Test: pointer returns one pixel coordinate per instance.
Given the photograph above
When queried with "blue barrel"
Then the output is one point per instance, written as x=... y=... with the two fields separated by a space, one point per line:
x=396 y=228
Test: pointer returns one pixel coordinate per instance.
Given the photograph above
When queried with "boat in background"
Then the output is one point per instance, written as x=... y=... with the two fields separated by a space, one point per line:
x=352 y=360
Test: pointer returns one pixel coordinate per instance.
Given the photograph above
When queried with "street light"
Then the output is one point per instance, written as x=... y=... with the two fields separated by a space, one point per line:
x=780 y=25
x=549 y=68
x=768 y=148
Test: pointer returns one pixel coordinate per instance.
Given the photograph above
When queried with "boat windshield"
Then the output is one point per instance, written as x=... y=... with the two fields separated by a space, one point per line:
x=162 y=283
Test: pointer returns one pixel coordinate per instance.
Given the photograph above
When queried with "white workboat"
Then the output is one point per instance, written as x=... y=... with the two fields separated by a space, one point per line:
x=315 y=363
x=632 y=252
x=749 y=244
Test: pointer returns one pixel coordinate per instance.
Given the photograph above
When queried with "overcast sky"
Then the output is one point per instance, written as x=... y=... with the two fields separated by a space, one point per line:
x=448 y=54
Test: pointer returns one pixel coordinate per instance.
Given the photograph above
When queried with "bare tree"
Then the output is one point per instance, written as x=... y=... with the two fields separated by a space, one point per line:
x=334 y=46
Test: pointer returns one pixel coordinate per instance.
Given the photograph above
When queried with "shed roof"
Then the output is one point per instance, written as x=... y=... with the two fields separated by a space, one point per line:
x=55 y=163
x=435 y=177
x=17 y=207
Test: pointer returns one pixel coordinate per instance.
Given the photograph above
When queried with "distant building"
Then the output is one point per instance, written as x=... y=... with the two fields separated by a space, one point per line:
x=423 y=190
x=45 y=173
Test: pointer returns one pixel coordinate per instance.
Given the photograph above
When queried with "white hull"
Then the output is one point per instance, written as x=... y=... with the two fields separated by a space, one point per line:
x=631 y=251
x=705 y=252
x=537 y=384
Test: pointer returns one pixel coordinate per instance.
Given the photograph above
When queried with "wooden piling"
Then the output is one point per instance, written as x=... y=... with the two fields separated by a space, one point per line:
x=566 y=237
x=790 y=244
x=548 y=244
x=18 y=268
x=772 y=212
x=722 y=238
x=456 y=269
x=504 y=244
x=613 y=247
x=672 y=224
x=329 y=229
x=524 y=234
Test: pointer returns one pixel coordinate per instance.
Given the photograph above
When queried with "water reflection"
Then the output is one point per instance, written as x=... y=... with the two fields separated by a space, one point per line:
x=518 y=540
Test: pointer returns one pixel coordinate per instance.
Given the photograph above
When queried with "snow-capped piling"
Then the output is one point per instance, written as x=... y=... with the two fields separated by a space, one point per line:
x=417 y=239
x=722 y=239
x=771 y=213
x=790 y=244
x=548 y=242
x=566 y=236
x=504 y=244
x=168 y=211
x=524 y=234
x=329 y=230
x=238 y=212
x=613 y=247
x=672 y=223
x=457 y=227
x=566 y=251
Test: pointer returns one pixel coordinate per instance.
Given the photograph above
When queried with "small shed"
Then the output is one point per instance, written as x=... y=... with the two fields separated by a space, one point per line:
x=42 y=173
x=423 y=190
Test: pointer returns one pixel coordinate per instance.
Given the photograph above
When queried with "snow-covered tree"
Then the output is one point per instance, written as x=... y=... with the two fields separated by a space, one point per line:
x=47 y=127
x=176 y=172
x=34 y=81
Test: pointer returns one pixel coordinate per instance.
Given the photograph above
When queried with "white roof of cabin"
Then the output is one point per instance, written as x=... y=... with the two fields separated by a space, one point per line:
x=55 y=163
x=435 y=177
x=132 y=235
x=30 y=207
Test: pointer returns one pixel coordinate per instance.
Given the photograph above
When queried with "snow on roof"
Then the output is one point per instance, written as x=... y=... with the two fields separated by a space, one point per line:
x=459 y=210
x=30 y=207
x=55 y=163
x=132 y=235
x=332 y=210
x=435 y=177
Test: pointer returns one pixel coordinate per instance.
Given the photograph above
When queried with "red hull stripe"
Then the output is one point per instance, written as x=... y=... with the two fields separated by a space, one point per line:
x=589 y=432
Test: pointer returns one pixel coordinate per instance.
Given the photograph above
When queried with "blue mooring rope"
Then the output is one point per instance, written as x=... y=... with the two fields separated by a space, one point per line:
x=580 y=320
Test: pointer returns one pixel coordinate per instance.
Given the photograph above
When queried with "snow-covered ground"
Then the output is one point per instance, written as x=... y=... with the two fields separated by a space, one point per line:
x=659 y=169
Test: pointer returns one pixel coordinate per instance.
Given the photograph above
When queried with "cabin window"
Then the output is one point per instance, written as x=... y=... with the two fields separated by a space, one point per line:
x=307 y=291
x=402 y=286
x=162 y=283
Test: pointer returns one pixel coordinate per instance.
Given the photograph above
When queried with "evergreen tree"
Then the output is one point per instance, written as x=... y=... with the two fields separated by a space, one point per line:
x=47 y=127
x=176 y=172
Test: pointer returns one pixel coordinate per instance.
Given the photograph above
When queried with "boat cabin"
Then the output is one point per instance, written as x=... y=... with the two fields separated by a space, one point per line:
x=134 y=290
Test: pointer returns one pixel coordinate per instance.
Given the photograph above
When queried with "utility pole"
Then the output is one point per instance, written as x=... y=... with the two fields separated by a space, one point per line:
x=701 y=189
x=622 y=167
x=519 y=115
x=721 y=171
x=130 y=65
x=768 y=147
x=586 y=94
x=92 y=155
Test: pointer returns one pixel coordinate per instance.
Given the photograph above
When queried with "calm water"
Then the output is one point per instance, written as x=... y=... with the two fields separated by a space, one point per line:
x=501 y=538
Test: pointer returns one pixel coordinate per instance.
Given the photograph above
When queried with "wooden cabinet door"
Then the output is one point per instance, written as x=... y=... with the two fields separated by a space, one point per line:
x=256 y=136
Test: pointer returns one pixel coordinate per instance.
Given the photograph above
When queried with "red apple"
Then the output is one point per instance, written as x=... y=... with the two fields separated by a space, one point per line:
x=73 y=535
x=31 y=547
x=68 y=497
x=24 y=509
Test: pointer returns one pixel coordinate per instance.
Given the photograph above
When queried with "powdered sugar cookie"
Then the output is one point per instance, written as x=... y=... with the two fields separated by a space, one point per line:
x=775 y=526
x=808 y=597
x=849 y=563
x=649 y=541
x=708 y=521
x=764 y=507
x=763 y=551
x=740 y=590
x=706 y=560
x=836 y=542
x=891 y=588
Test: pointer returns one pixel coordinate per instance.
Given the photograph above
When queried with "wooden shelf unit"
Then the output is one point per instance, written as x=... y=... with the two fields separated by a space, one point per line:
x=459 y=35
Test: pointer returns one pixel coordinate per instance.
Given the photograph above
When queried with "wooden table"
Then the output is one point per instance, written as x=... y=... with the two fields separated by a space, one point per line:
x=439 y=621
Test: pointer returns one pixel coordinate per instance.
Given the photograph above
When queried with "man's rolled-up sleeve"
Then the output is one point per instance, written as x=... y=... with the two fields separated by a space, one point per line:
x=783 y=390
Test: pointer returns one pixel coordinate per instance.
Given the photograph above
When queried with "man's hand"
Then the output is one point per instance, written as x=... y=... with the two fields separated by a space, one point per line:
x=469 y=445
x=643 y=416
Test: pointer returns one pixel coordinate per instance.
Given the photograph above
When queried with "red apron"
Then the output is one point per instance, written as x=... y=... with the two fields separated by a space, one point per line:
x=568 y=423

Task requirements – Give an exact transcription of all the material.

Worked solution –
Test: pointer returns one pixel coordinate per instance.
Given the photograph above
When queried with "blue barrel"
Then the output is one point per instance, written as x=... y=... with the two fields separated by a space, one point per line:
x=396 y=228
Test: pointer returns one pixel coordinate per instance.
Given the photograph above
When queried with "boat in background"
Then the output is one point per instance, written as x=... y=... with the two fields separated by a space, one point per line:
x=352 y=360
Test: pointer returns one pixel coordinate per instance.
Given the photograph above
When queried with "street light"
Then the output is one point per instance, written as x=... y=... with the two fields separated by a space, one point per line:
x=780 y=25
x=549 y=68
x=768 y=148
Test: pointer returns one pixel coordinate per instance.
Given the photograph above
When queried with "boat windshield"
Then the output is one point per instance, written as x=... y=... with the two fields separated by a space, one point per line:
x=162 y=283
Test: pointer returns one pixel coordinate per instance.
Given the photograph above
When queried with "white workboat"
Then the output is one point per instance, written as x=... y=... with the two fields separated by a space, one point per line:
x=315 y=363
x=632 y=252
x=749 y=244
Test: pointer returns one pixel coordinate per instance.
Given the photograph above
When queried with "overcast sky"
Then the output is one point per instance, written as x=... y=... with the two fields separated by a space, one point per line:
x=448 y=54
Test: pointer returns one pixel coordinate per instance.
Given the photograph above
When queried with "bare tree"
Then the output is one point per instance, written as x=... y=... with the two fields separated by a space, one point per line:
x=334 y=46
Test: pointer returns one pixel coordinate per instance.
Given the photograph above
When queried with "shed roof"
Then the output is one point per instance, written as x=... y=... with the two fields separated by a space, one point per line:
x=55 y=163
x=435 y=177
x=17 y=207
Test: pointer returns one pixel coordinate per instance.
Given the photograph above
When queried with "distant building"
Then the output is one point per instance, written as x=... y=... with the two fields separated by a space, one point per line:
x=423 y=190
x=45 y=173
Test: pointer returns one pixel coordinate per instance.
Given the photograph above
When queried with "white hull"
Then the output is one point per instance, written as x=... y=... with the two fields separated by a space, one point per line:
x=631 y=251
x=705 y=252
x=537 y=384
Test: pointer returns one pixel coordinate per instance.
Given the photograph above
When queried with "wooden piling"
Then the output is one point per instance, written as x=... y=... with the two fields separated by a space, one point per line:
x=566 y=237
x=790 y=244
x=548 y=244
x=18 y=268
x=772 y=212
x=722 y=238
x=456 y=269
x=504 y=244
x=613 y=247
x=672 y=224
x=329 y=229
x=524 y=234
Test: pointer returns one pixel coordinate per instance.
Given the photograph above
When queried with "water reflection"
Then the output is one point per instance, written as x=... y=... with the two fields separated by a space, one point per line:
x=518 y=540
Test: pointer returns one pixel coordinate per instance.
Given the photograph above
When queried with "snow-capped piling"
Then the output is one point per instance, written as x=... y=... with the two fields separated by a space, one point per line:
x=417 y=239
x=722 y=239
x=771 y=213
x=790 y=244
x=548 y=242
x=566 y=236
x=504 y=244
x=168 y=211
x=524 y=234
x=329 y=230
x=238 y=212
x=613 y=247
x=672 y=223
x=457 y=227
x=566 y=251
Test: pointer returns one pixel coordinate per instance.
Given the photograph above
When queried with "small shed"
Then the output is one point per instance, written as x=... y=... with the two fields separated by a space, one point per line:
x=42 y=173
x=423 y=190
Test: pointer returns one pixel coordinate per instance.
Given the photograph above
When queried with "snow-covered tree"
Then the output is one point per instance, written as x=... y=... with the two fields separated by a space, one point per line:
x=47 y=127
x=176 y=172
x=34 y=81
Test: pointer returns one pixel coordinate per instance.
Given the photograph above
When queried with "white roof of cabin"
Then the output is one point per instance, written as x=... y=... with the two fields separated by a space, one point per line:
x=55 y=163
x=435 y=177
x=132 y=235
x=30 y=207
Test: pointer returns one pixel coordinate per instance.
Given the photograph above
When queried with "snow on roof"
Then the output is one point per instance, written as x=... y=... with the two fields separated by a space, one point per line:
x=459 y=210
x=30 y=207
x=55 y=163
x=132 y=235
x=332 y=210
x=435 y=177
Test: pointer returns one pixel coordinate per instance.
Given the photograph above
When queried with "red hull stripe"
Then the output is one point per instance, written as x=... y=... with the two fields separated by a space, one point per line:
x=589 y=432
Test: pointer returns one pixel coordinate per instance.
Given the photograph above
When queried with "blue mooring rope"
Then the output is one point per instance, written as x=... y=... with the two fields separated by a space, one point per line:
x=580 y=320
Test: pointer returns one pixel coordinate per instance.
Given the photograph above
When queried with "snow-covered ground"
Then the output is one point per instance, written as x=... y=... with the two fields separated by a space, one point per line:
x=659 y=169
Test: pointer returns one pixel coordinate per instance.
Given the photograph above
When queried with "cabin window"
Then the output is one point per instance, written as x=... y=... with the two fields separated by a space, one point per line:
x=307 y=291
x=402 y=286
x=162 y=283
Test: pointer returns one pixel coordinate per instance.
Given the photograph above
When queried with "evergreen tree"
Then the output is one point per instance, written as x=... y=... with the two fields separated by a space, one point per line:
x=47 y=127
x=176 y=172
Test: pointer returns one pixel coordinate per instance.
Given the photograph above
When queried with "boat cabin"
Then the output is one point per instance, written as x=... y=... with the two fields separated by a space, one point per line:
x=134 y=290
Test: pointer returns one pixel coordinate per instance.
Given the photograph above
When queried with "utility pole"
Then the output is one point per instance, written as x=... y=... with the two fields separated by a space, one point per line:
x=701 y=189
x=622 y=167
x=519 y=115
x=721 y=171
x=130 y=65
x=768 y=147
x=586 y=94
x=92 y=155
Test: pointer returns one pixel coordinate per instance.
Given the photograph above
When queried with "calm water"
Then the output is one point per instance, written as x=... y=... with the two fields separated by a space, one point per line:
x=501 y=538
Test: pointer returns one pixel coordinate per instance.
Given the photograph above
When queried with "wooden cabinet door"
Then the output is one point per instance, written as x=... y=... with the two fields separated by a space, one point per line:
x=256 y=136
Test: pointer returns one pixel coordinate per instance.
Given the photograph above
When queried with "red apple"
Then the output is one point per instance, written as x=... y=... with the two fields separated by a space, one point per line:
x=73 y=535
x=31 y=547
x=68 y=497
x=24 y=509
Test: pointer returns one pixel coordinate per instance.
Given the photograph above
When queried with "powdered sugar cookie"
Then the output is one point per instance, written as x=... y=... with the two fields separated by a space, one point per line:
x=775 y=526
x=808 y=597
x=849 y=563
x=649 y=541
x=708 y=521
x=764 y=507
x=763 y=551
x=740 y=590
x=706 y=560
x=836 y=542
x=891 y=588
Test: pointer returns one pixel coordinate per instance.
Given the photograph above
When queried with "wooden shelf unit"
Then the output is one point per instance, written as x=... y=... with the two fields separated by a space, one point per line:
x=459 y=35
Test: pointer returns one pixel coordinate per instance.
Given the photograph above
When queried with "wooden table"
Then the output is one point per instance, written as x=... y=... with the two fields separated by a space, one point per line:
x=439 y=621
Test: pointer returns one pixel coordinate per instance.
Given the photograph above
When queried with "man's rolled-up sleeve"
Then the output is one point per instance, written as x=... y=... with the two fields separated by a space, one point per line:
x=783 y=390
Test: pointer returns one pixel coordinate per instance.
Given the photograph above
When queried with "man's hand"
Then the output is one point per instance, written as x=... y=... with the two fields separated by a space, one point per line:
x=469 y=445
x=643 y=416
Test: pointer returns one pixel coordinate per instance.
Given the photograph above
When queried with "red apron"
Then the output is one point per instance, written as x=... y=... with the two fields separated by a space, one point per line:
x=568 y=423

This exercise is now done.